> _Records for the exercise_

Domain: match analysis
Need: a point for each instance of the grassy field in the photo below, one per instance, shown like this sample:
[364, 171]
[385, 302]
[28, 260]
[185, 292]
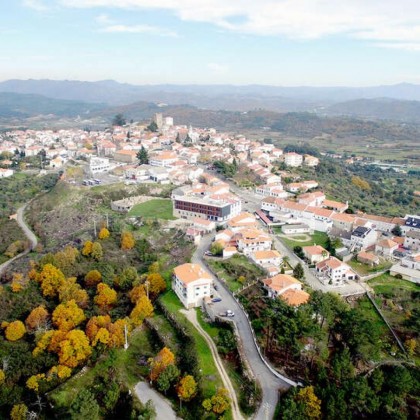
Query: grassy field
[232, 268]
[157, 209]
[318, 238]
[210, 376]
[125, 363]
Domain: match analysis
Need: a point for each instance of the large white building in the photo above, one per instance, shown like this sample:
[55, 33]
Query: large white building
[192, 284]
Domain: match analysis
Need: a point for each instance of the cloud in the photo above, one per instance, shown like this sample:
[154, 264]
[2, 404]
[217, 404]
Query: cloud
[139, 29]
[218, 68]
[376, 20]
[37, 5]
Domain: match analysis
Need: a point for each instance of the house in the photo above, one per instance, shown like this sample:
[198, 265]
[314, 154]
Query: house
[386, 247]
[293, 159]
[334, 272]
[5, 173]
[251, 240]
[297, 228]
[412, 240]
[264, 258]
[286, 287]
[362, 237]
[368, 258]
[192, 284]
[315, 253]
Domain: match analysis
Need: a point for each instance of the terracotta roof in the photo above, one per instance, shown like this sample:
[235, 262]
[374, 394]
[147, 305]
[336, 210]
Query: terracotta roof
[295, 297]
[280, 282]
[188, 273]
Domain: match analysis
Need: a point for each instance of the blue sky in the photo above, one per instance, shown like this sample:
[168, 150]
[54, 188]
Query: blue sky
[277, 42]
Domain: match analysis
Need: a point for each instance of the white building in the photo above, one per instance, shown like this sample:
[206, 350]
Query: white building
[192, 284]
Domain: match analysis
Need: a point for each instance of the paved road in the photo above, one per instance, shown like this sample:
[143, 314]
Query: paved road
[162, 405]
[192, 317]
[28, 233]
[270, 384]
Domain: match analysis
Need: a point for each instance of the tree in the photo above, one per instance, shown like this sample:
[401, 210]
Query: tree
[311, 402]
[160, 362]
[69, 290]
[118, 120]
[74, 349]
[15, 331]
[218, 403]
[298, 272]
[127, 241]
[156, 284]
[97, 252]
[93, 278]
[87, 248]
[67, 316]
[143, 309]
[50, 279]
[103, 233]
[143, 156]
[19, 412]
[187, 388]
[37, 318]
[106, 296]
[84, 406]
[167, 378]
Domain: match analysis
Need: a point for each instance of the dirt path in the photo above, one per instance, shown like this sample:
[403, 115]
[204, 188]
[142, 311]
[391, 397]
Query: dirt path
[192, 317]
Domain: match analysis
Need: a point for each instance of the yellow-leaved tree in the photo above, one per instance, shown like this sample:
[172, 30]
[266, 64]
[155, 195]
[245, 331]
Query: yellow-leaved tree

> _Exercise_
Output the full set of records above without changing a word, and drop the images.

> _Full output_
Domain: match analysis
Need: a point for each instance of the grassy field in the photo below, one per instance, shown like this sample:
[364, 171]
[385, 302]
[28, 260]
[185, 292]
Query: grassy field
[232, 268]
[157, 209]
[318, 238]
[210, 376]
[125, 363]
Domain: match analysis
Need: a point for each instance of the large white building in the photo above, one per instance, shown like this sample:
[55, 33]
Query: large white building
[192, 284]
Domain: match analysis
Need: a point for each instance of the cloud in the photo above, one per instance, shown like this sample:
[154, 264]
[2, 404]
[217, 404]
Query: cloud
[139, 29]
[218, 68]
[376, 20]
[37, 5]
Domain: match analysis
Need: a point for each instance of the house in the photo above, one per instance, shown like this sample:
[198, 265]
[314, 154]
Query: house
[386, 247]
[293, 159]
[334, 272]
[5, 173]
[251, 240]
[297, 228]
[412, 240]
[264, 258]
[286, 287]
[362, 237]
[368, 258]
[192, 284]
[315, 253]
Domain: match analysis
Need: a point for each instance of the terracotta roof in the photo above, one per instance, shown like this sample:
[235, 262]
[374, 394]
[147, 305]
[336, 210]
Query: terracotta roof
[295, 297]
[280, 282]
[188, 273]
Domain: match analysis
Need: a point for each instance of the blue sky in the photo above, one per instance, shown like this sample:
[168, 150]
[54, 188]
Query: blue sky
[277, 42]
Domain: match analysis
Need: a point for each instance of the white building in the photo above, one per instance, shown like this sample:
[206, 350]
Query: white building
[192, 284]
Domain: match analysis
Need: a point for each instance of the paved road in the photo above, one per instance, shown like this sample:
[143, 314]
Query: paved road
[162, 405]
[192, 317]
[28, 233]
[270, 384]
Domain: match analysis
Need: a point for each instance of the tree in the photo above, one per instance, shown like this sample:
[401, 210]
Query: tree
[311, 402]
[160, 362]
[69, 290]
[118, 120]
[74, 349]
[15, 331]
[218, 403]
[298, 272]
[127, 241]
[156, 284]
[97, 252]
[93, 278]
[87, 248]
[67, 316]
[143, 309]
[50, 279]
[103, 233]
[143, 156]
[19, 412]
[187, 388]
[37, 318]
[106, 296]
[84, 406]
[167, 378]
Domain: match analysis
Need: a point for each instance of the dirt path in the photo above, one per instance, shown like this sample:
[403, 115]
[204, 188]
[142, 311]
[391, 397]
Query: dirt path
[192, 317]
Domain: match analysis
Need: a point for each instance of the yellow-leaved tree in the photo above, one per instance, shown like this sample:
[172, 30]
[266, 64]
[155, 195]
[245, 331]
Query: yellow-leaved tree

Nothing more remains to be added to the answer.